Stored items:
--------------------

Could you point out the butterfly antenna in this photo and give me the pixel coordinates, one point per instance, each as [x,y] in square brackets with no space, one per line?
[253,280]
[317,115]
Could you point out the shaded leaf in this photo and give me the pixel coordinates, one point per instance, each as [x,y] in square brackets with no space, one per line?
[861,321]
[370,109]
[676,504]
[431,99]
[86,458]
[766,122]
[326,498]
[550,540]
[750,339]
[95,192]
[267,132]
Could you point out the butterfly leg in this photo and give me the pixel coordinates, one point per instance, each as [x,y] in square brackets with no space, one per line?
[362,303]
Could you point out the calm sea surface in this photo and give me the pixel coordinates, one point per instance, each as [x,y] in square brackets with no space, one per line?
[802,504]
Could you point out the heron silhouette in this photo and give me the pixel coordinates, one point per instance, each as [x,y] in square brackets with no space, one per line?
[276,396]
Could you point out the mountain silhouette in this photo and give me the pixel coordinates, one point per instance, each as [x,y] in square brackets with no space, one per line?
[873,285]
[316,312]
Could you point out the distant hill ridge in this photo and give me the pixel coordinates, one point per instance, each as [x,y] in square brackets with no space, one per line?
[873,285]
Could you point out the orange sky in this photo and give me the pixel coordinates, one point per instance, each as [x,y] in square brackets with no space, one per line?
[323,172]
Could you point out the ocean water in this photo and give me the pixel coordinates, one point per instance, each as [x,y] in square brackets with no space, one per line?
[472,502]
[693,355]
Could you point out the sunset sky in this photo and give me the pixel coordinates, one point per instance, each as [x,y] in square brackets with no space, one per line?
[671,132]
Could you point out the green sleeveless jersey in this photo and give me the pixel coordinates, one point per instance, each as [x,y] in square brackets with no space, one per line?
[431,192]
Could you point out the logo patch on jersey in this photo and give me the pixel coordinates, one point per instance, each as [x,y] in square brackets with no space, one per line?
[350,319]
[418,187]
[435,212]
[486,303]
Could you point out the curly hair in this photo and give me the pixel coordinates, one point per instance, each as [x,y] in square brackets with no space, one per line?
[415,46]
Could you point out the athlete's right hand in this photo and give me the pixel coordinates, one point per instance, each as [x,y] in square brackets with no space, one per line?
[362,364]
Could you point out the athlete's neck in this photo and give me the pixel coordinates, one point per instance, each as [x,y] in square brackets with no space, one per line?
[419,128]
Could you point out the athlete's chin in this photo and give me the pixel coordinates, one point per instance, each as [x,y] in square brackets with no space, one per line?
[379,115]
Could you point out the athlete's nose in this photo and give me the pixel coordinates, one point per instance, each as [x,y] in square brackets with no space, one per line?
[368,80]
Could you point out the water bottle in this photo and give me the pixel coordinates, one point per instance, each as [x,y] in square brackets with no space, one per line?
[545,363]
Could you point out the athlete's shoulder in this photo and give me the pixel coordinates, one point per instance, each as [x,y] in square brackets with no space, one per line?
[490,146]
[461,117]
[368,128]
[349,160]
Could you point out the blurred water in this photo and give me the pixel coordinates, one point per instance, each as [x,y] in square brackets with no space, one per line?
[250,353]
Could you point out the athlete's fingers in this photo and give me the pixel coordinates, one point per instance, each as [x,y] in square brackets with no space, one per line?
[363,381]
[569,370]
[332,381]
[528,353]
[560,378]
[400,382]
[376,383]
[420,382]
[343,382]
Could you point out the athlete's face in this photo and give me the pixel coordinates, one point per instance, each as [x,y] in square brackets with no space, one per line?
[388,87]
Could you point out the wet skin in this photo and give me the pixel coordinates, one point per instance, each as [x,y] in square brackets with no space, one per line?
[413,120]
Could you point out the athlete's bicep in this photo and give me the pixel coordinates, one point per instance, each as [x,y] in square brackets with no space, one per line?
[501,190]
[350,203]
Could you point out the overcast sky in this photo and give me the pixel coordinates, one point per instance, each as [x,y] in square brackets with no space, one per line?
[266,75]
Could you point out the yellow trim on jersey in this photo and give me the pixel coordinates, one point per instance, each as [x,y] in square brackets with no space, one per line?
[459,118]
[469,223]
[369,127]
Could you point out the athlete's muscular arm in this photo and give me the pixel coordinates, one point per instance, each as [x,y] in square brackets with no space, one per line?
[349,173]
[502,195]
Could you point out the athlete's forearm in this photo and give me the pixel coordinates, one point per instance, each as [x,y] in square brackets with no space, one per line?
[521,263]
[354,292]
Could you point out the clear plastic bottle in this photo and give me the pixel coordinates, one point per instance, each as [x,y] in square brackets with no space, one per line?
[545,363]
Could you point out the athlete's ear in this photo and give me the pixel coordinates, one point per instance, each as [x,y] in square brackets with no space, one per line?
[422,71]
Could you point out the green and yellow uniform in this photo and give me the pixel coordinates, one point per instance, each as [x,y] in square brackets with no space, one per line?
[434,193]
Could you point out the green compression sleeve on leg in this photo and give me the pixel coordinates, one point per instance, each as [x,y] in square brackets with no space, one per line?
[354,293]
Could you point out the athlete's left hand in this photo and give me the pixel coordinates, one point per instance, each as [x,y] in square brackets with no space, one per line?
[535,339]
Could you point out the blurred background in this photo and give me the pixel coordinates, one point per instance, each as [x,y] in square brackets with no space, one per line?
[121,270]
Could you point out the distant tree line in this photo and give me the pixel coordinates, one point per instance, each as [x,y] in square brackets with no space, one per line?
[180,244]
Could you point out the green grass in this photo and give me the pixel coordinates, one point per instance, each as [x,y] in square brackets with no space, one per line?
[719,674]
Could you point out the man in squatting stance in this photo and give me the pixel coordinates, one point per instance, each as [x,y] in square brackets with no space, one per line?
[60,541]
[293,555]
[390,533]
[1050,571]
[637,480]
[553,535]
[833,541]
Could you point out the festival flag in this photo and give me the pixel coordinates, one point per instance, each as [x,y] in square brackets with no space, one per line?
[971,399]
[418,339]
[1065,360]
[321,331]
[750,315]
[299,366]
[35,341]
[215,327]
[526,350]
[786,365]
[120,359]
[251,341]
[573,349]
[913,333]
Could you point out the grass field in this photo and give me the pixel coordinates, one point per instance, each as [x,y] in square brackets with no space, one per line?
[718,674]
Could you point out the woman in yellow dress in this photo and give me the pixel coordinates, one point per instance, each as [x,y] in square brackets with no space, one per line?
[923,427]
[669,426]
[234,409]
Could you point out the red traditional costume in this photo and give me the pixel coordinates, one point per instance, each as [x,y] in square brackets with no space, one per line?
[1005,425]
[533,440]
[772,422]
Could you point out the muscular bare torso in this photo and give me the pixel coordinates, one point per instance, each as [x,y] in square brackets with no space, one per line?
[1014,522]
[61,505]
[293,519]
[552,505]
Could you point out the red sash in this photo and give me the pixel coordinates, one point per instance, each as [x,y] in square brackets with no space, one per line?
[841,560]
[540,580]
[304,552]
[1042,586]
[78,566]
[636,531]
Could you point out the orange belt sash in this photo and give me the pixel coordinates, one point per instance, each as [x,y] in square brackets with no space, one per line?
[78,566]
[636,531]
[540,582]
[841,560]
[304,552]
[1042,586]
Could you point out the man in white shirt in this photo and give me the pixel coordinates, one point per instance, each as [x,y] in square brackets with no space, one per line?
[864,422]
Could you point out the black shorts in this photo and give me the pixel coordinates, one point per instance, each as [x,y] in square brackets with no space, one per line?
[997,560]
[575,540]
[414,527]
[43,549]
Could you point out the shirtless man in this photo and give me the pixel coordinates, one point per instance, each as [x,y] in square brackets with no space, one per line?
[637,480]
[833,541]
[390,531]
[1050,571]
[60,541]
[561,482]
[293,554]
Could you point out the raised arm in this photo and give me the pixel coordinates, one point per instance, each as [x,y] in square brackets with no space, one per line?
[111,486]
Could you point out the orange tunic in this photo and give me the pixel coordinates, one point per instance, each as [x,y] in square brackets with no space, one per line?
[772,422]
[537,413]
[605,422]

--------------------

▸ **WORK TASK**: With no line omitted, copy all the data exactly.

▸ **EXERCISE RESPONSE**:
Could you point out the butterfly antenna in this photo and give me the pixel coordinates, one point per instance, each as [x,y] in square brackets with no space, one per line?
[253,280]
[317,115]
Could you point out the shaded leaf in this photo and give me the pixel coordinates, one point per instance, each as [x,y] in square brackets with no space, one per line?
[861,321]
[370,109]
[676,504]
[431,99]
[86,458]
[766,122]
[326,498]
[550,540]
[750,339]
[95,192]
[267,132]
Could you point out the butterfly leg in this photo and give me the pixel coordinates, one point per instance, each as [x,y] in square brackets with no space, one per line?
[362,303]
Could you point out the calm sea surface in this photo and give me the pixel coordinates, one point per instance, each as [x,y] in square brackets with no space, one per line?
[802,504]
Could you point out the heron silhouette in this photo and give me the pixel coordinates, one point per instance, each as [x,y] in square brackets with no space, one per line?
[276,396]
Could you point out the mountain silhouette in this photo and give me the pixel coordinates, one point per instance, each as [x,y] in square brackets with no space, one per line?
[873,285]
[316,312]
Could you point out the distant hill ridge in this photo and give me the pixel coordinates, one point per instance, each as [x,y] in square brackets with no space, one per line?
[873,285]
Could you point out the orange sky in this photo and give me the pixel coordinates, one point per instance, each as [x,y] in square brackets with no space, one per line?
[323,172]
Could you point out the ocean water in this photo and give me the pixel coordinates, one point per instance, each as [x,y] in square brackets with no space, one per line?
[472,502]
[693,355]
Could you point out the sunset sky in this photo and give me the pixel coordinates, one point per instance, each as [x,y] in square brackets with no space, one per line?
[671,132]
Could you point out the green sleeveless jersey in this photo and give me the pixel coordinates, one point per instance, each as [x,y] in square brackets with no space, one per line?
[431,192]
Could you point out the logo patch on jersey in this photo and give me the pixel coordinates, one point per instance, each as [x,y] in square brackets with no space, one per line?
[350,319]
[418,187]
[435,212]
[486,303]
Could you point out the curly hair in this photo and give me the pixel coordinates, one point per instance, each as [x,y] in square brackets with no space, one per line?
[415,46]
Could you point out the athlete's right hand in this photo and give me the pixel coordinates, one point per instance, each as [x,y] in square brackets with no space, one per line?
[362,364]
Could you point out the athlete's neck in this photo and give me the pixel coordinates, one point per instance, each as [x,y] in square brackets with no space, one per line?
[419,128]
Could you point out the athlete's chin in this photo and give me the pixel coordinates, one point per instance, each as [x,y] in square brackets with no space, one per line?
[379,115]
Could you point out the athlete's nose in this photo and give me the pixel coordinates, one point per instance, each as [x,y] in square brackets with no space, one per line?
[368,80]
Could you point out the water bottle in this photo and give me the pixel coordinates, one point per instance, each as [x,y] in square brackets with no space, one per line?
[545,363]
Could you point out the athlete's shoulder in this photo and give me the pixel coordinates, one point per instance, each as [x,y] in square brackets with no space, one per line?
[490,146]
[461,117]
[368,128]
[349,160]
Could you point out the blurred water in this photo and give me the pixel coordinates, one point per instance, each as [x,y] in square brackets with no space, one per line?
[250,353]
Could you point out the athlete's fingers in this photo and give me the pixel coordinates, one point per instance, each as [x,y] in square brackets with no space, one per line?
[363,381]
[569,370]
[332,381]
[528,353]
[560,378]
[400,382]
[376,383]
[420,382]
[343,382]
Could you point out the athlete's face in this photo and give me the pixel coordinates, one point per instance, each as [x,y] in square brackets with no space, one per line?
[388,87]
Could you point out the wet skin in this photo and give me the pixel coordinates, one point per instance, each as [x,y] in square brackets with no space, one per line?
[413,120]
Could you point out the athlete's bicep in this photo and give me the pixel coordinates, one point per instance, each as [x,y] in square brackets with no space, one per line?
[501,190]
[350,203]
Could you point out the overcast sky in this photo and give me the pixel coordinates, one point per instance, each as [x,y] in square brackets with no space, one per line?
[266,75]
Could you point out the yellow trim on jersey in this photo and give me the pixel coordinates, one point per instance, each as [x,y] in square brackets with no space, one per line?
[459,118]
[469,223]
[369,127]
Could you point out the athlete's muscular arm in this photo and give me the pixel coordinates, one point per instance, each as [x,y] in square brackets with no space, one per line?
[349,173]
[502,195]
Could you point out the athlete's forearm in this photo and give me the pixel coordinates, one point per instance, each as [x,y] in square brackets with no space, one per line?
[521,263]
[354,292]
Could you point out the clear plastic bottle in this photo and give me the pixel coordinates, one point per instance, each as [x,y] in square brackets with no space, one per line?
[545,363]
Could you point out the athlete's ear in this photo and give me the pixel coordinates, one point per instance, each as [x,y] in square brackets with no space, one per line?
[422,71]
Could you point out the green and yellow uniform in this photo and give me the pixel coordinates, one point per instance, each as [x,y] in square brackets with no space, one per line?
[434,193]
Could you point out the green compression sleeve on leg in this photo and give me the pixel coordinates, one point per instance, each as [x,y] in square brackets with no space, one per line?
[354,293]
Could you point out the athlete's left hand in this photo and give me the pixel coordinates, one point per instance, each as [x,y] in square brackets with no space, one per line?
[535,339]
Could you point out the blurred background in this photo and give me the pixel coordinates, one point per instance, each as [x,y] in square brackets with no space, one per line?
[121,270]
Could you point out the distant tree line in this photo and give me the pixel coordinates, one point per instance, each as [x,y] in square brackets with no space, one per line?
[180,244]
Could you point out the green grass in this photo and give me the pixel coordinates, one point per instance, each as [x,y] in square brackets with no space, one per line?
[719,674]
Could you point out the man in squatting stance in this photo and give me the pixel coordinates, one point per instance, each as [x,y] in square brackets with no space, one per line?
[60,541]
[293,555]
[390,533]
[1050,571]
[637,480]
[553,535]
[833,541]
Could you point out the festival flag in this photo and give me the pixel coordinates, one point per instance, each as [x,y] in square brackets with no space, one per line?
[971,399]
[418,339]
[1065,360]
[321,331]
[750,315]
[299,366]
[35,341]
[215,327]
[526,350]
[786,365]
[120,359]
[251,341]
[573,349]
[913,333]
Could you point out the grass field in this photo and give me the pixel coordinates, one point per instance, each as [x,y] in square brackets with no space, one per line?
[718,674]
Could you point out the woman in yellow dress in this photo and give me the pixel coordinates, one point per instance, each as [x,y] in square brackets with no space, one per line?
[923,427]
[669,426]
[234,409]
Could you point out the red traditional costume in this photo and give me the pixel coordinates, one point per instance, each as [x,y] in square brackets with no space, one per line?
[1005,425]
[533,440]
[772,422]
Could you point out the muscular bare torso in this photo and give me the pixel coordinates, one point per instance, each as [x,y] in square brackets with no space, one per line?
[1014,522]
[61,505]
[293,519]
[552,505]
Could you point out the red sash in this photo and give me the pixel coordinates, one point per instance, each as [x,y] in square brackets with no space, one per line?
[841,560]
[540,580]
[304,552]
[1042,586]
[78,566]
[636,531]
Could you point out the orange belt sash in this photo and give me the pixel coordinates, one point per instance, each as [x,y] in square brackets with no space, one per line?
[78,566]
[636,531]
[540,582]
[841,560]
[304,552]
[1042,586]
Could you point out the man in white shirt in this photo and give me the pixel coordinates, one point per instance, each as [x,y] in square brackets with no space, one per line?
[864,422]
Could you point out the black shorts in this photo and give me the pixel coordinates, one point per instance, each as [x,y] in square brackets with no space, one per line?
[997,560]
[575,540]
[414,527]
[43,549]
Could you point out the shirtless man in this photo and give me the pixel coordinates, one point per instance, each as [x,y] in square brackets with no space, one per line?
[637,480]
[833,541]
[390,531]
[1050,571]
[60,541]
[561,482]
[293,554]
Could you point out the raised arm in this photo and give me the pixel coordinates, one point per instance, each as [x,y] in square brackets with no space, one per line?
[111,486]
Could you point out the orange tunic in this photo and give me the pixel coordinates, one point per instance, each as [x,y] in square brackets with no space, one per line?
[772,422]
[537,413]
[605,422]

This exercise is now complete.